Background information
- Born: Aaron Charles Pauley August 4, 1988 (age 38) Vacaville, California, U.S.
- Genres: Metalcore; post-hardcore; nu metal; alternative metal; hard rock; electronicore (early);
- Occupations: Singer; musician; songwriter;
- Instruments: Vocals; bass;
- Years active: 2004–present
- Member of: Jamie's Elsewhere; Of Mice & Men;
- Formerly of: Razing Alexandria

= Aaron Pauley =

American singer

Aaron Charles Pauley (born August 4, 1988) is an American musician, best known as the lead vocalist and bassist for the rock band Of Mice & Men and the lead vocalist for Jamie's Elsewhere. He was also formerly the lead vocalist for Razing Alexandria.

==Biography==
Pauley grew up in Vacaville together with his parents Randy and Kellie Pauley, and younger brother, Samuel. He developed an interest in music at an early age and began playing guitar at the age of eight, and began playing bass at age 11. Pauley joined his first band, Menace to Society, at the age of 13. He graduated from Vacaville High School in 2006. Two years later, he joined the Sacramento-based Jamie's Elsewhere as a vocalist and recorded two albums with them. He joined Of Mice & Men in 2012.

**MATERIAL:**

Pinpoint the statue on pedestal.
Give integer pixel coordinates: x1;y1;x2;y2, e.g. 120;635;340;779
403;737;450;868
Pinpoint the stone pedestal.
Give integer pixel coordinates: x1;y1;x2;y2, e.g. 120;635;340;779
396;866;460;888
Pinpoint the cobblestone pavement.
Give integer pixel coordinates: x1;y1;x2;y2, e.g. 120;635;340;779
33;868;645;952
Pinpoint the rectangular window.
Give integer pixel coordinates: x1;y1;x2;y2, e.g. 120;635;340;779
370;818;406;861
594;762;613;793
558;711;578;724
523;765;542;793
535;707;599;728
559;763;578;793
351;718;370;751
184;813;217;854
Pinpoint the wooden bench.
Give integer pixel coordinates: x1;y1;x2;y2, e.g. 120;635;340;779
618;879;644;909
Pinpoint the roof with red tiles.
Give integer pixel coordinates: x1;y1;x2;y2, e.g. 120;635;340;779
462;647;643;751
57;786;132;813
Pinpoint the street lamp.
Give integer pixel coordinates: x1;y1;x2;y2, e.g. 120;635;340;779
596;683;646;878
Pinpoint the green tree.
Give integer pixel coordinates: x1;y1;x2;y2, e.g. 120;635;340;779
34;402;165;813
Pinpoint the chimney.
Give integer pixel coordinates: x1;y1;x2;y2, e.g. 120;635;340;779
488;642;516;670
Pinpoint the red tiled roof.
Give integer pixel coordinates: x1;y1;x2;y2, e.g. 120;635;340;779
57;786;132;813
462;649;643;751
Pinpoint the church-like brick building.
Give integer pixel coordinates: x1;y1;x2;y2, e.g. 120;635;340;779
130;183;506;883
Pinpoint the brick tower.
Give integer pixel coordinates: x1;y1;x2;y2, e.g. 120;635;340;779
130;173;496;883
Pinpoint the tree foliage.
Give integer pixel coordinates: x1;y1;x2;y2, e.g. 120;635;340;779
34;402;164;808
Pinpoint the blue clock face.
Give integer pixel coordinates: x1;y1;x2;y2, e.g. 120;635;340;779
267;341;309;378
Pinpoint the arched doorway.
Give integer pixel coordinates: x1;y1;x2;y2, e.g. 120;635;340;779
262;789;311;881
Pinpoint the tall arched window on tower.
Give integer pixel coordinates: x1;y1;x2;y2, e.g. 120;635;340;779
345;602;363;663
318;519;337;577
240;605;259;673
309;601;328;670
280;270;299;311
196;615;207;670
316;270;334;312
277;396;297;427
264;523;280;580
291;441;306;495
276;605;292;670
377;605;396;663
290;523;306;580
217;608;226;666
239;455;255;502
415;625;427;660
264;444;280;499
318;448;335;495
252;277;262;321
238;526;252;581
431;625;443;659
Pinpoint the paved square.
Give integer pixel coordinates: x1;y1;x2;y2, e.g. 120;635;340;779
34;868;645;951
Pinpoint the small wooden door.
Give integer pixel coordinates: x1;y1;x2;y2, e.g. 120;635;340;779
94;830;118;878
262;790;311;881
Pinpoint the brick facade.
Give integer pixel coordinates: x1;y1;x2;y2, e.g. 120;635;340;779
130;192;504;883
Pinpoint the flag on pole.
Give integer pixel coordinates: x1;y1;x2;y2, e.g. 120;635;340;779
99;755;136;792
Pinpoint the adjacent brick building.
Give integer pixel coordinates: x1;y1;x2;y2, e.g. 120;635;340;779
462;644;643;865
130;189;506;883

==

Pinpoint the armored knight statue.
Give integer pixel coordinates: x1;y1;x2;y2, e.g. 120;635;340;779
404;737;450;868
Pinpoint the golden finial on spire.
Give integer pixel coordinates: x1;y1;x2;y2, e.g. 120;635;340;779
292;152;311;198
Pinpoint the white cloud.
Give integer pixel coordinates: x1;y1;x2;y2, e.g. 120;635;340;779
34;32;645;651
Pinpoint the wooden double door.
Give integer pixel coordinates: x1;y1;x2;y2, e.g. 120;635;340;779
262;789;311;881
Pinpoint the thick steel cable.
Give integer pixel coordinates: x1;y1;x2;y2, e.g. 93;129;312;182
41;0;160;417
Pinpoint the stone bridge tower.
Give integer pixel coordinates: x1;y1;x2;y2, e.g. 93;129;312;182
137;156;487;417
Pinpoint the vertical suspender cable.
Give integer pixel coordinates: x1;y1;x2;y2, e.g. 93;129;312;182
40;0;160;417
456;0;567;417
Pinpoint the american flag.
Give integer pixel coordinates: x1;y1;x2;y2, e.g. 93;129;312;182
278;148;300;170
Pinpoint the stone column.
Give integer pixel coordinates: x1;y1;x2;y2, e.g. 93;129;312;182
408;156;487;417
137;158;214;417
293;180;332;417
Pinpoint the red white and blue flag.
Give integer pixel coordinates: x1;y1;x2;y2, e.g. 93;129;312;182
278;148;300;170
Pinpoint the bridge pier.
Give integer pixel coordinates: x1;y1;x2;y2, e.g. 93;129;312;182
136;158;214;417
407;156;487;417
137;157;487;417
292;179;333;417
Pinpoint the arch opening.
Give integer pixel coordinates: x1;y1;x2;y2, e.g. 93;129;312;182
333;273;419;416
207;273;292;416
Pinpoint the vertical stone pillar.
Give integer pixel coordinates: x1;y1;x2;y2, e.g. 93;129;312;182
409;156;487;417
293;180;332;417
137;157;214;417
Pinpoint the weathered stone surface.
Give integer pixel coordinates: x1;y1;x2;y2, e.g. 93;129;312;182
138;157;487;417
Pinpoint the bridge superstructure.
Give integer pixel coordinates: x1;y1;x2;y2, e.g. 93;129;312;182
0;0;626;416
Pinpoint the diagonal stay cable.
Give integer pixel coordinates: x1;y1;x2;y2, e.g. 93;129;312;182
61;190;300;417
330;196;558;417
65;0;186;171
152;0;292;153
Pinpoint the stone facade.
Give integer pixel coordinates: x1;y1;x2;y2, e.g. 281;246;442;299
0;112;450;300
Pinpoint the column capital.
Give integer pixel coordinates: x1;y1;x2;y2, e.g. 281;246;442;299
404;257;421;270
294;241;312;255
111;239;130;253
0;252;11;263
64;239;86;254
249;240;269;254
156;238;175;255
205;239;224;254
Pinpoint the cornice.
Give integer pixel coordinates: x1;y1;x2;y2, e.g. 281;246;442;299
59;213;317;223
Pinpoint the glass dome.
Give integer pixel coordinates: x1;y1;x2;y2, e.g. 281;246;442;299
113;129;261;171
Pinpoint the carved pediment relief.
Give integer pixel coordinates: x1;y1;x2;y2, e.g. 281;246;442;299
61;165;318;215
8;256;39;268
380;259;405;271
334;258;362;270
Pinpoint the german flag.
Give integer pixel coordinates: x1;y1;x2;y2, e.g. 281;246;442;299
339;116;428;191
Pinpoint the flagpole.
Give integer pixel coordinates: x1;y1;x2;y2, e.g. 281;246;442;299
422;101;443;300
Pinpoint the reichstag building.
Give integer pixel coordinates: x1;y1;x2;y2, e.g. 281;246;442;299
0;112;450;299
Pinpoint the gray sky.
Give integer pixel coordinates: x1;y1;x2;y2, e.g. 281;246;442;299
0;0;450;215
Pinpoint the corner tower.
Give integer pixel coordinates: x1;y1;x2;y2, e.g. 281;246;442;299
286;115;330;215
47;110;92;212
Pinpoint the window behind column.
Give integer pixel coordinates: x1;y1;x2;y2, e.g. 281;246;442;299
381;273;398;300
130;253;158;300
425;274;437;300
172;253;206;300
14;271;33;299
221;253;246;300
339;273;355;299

**EXERCISE INSTRUCTIONS:**
A - Decide whether each statement agrees with the Aaron Pauley profile, answering yes or no and quoting the words of the profile that settle it: (i) Pauley began playing bass at age 11. (ii) Pauley joined Of Mice & Men in 2008. (iii) Pauley graduated from Vacaville High School in 2006.
B - According to the Aaron Pauley profile, what was the name of the first band Pauley joined?
C - Transcribe the Aaron Pauley profile from "Aaron Charles Pauley (born" to "for Razing Alexandria.".
The data plays no part in this work.

**TASK RESULTS:**
A -
(i) Yes: "began playing bass at age 11"
(ii) No: "He joined Of Mice & Men in 2012."
(iii) Yes: "He graduated from Vacaville High School in 2006."

B - Menace to Society

C -
Aaron Charles Pauley (born August 4, 1988) is an American musician, best known as the lead vocalist and bassist for the rock band Of Mice & Men and the lead vocalist for Jamie's Elsewhere. He was also formerly the lead vocalist for Razing Alexandria.